#### TEXT EXCERPT:
• • • •
Monday, July 31, 2017

In Search of the Castaways (1962)


Teenager Mary Grant and her younger brother Robert, accompanied by the older Frenchman Jacques Paganel, are convinced of the survival of the seafaring father, lost at sea some time ago. After some trial and error, they successfully enlist the help of Lord Glenarvan and his youthful son John, and the party sail to South America, where a message in a bottle leads them to. Dangers abound in the wild Patagonian mountains, yet landslides, man-eating tigers, and torrential floods will end up being the least of their worries as their quest takes them across the globe, hoping it will ultimately not be in vain...


In Search of the Castaways is a really good Buena Vista/Disney yarn, and does the spirit of Jules Verne well. I've never read the source material, so I don't know how faithful it is, but it's at least got the feel down pat.

Castaways is a very globetrotting movie, traversing from the Patagonian mountains (the Andes?), to the dark and menacing continent of prisoners known as Australia, and the volcanic tribal lands of New Zealand. The South America segment lasts so long to the point where I thought it was the whole movie, and I may have actually preferred that to what we got. I think what it is is that I would've rather had is an adventure throughout the width and breadth of the one large location, rather than needless globetrotting caused by idiocy, as ends up happening.

Beyond that, my biggest hassle with this movie is the unbelievability factor. The avalanche scene instantly stretches credulity to breaking point, and is immediately followed by the cliff and eagle bit, which is a stunning case of good and bad luck. Then, before the impending search for the missing Robert can gain any tension, the bird is immediately shot down by someone, saving him. From then on, everything that can go wrong for the party seems to go wrong, and it's all very convenient (well, 'convenient'), yet still greatly enjoyable.


I wasn't really a fan of the New Zealand section. The volcanic resolution paints the leads as massive assholes, even if the script doesn't realize it, and the scene also continues to showcase from where Journey to the Centre of the Earth left off regarding Jules Verne's..ah...lack of expertise when it came to geology.
• • • •
#### PROBLEM A:
In the film review, retype the passage that begins at the words "I wasn't really" and stops after the words "came to geology.".
#### PROBLEM B:
In the film review, which earlier Jules Verne movie does the reviewer mention in connection with Verne's lack of expertise in geology?
#### PROBLEM C:
Condense the paragraph of the film review that begins "Beyond that, my biggest hassle" into a short list that keeps its main points.
• • • •
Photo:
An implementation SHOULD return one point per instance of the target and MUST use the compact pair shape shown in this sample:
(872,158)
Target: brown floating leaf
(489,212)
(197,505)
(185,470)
• • • •
#### TASK SOLUTION A:
I wasn't really a fan of the New Zealand section. The volcanic resolution paints the leads as massive assholes, even if the script doesn't realize it, and the scene also continues to showcase from where Journey to the Centre of the Earth left off regarding Jules Verne's..ah...lack of expertise when it came to geology.

#### TASK SOLUTION B:
Journey to the Centre of the Earth

#### TASK SOLUTION C:
- The reviewer's biggest problem with the movie is how unbelievable it is.
- The avalanche scene stretches credulity to breaking point.
- The cliff and eagle scene follows right after and is a stunning case of good and bad luck.
- Before the search for the missing Robert can build tension, someone shoots the bird down and saves him.
- After that, everything that can go wrong for the party does, very conveniently, yet the movie stays greatly enjoyable.